Exercise prompt
Omit every picture while repeating the entries exactly.
#####
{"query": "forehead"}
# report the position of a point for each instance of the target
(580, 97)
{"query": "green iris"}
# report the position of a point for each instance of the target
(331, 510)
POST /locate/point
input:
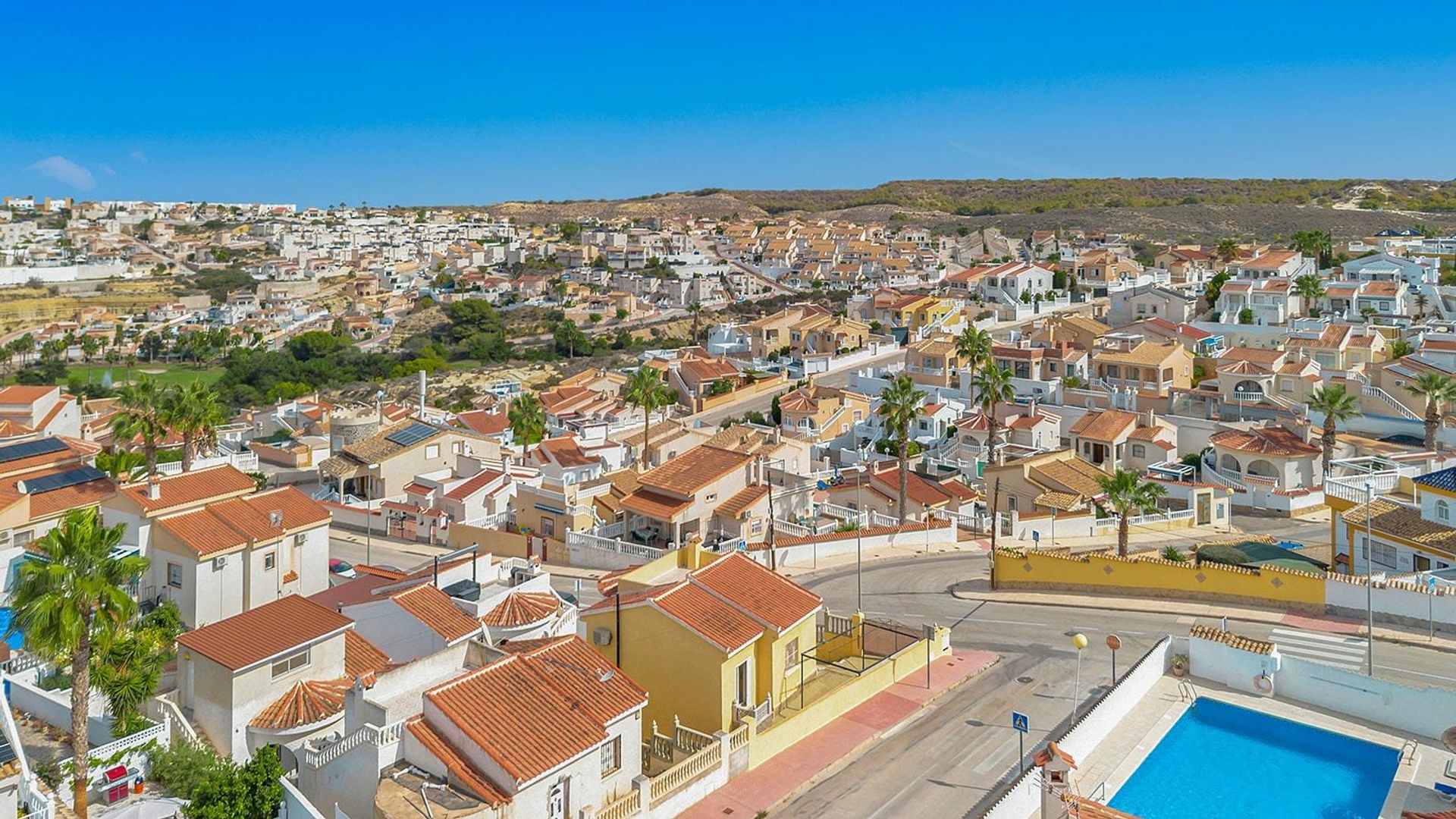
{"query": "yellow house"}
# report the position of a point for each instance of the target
(915, 312)
(707, 635)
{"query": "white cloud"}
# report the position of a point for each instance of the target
(64, 171)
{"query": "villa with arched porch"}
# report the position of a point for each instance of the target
(1267, 457)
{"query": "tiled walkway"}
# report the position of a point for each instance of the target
(801, 763)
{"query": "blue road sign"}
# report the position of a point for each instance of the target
(1019, 722)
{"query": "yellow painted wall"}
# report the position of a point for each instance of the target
(683, 673)
(785, 732)
(1041, 570)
#####
Response to the task
{"query": "forehead"}
# report the position of a point for each instance of the target
(580, 97)
{"query": "green iris"}
# report the position of a point for each instance of the target
(331, 510)
POST /locate/point
input:
{"query": "yellow house"}
# report the position of a point for each instance of the target
(915, 312)
(707, 635)
{"query": "white cloud"}
# report the position of a point for each instance of the target
(64, 171)
{"query": "villa with arched porch"}
# report the position of a point for each instance of the target
(1267, 457)
{"query": "tiled walkway"}
# report the position of a point for each instance of the target
(801, 763)
{"query": "blue road sign"}
# report the position of a point for each instance of the target
(1019, 722)
{"query": "yellow painted wall"}
# report the position of a point for each instance of the target
(683, 673)
(785, 732)
(1041, 570)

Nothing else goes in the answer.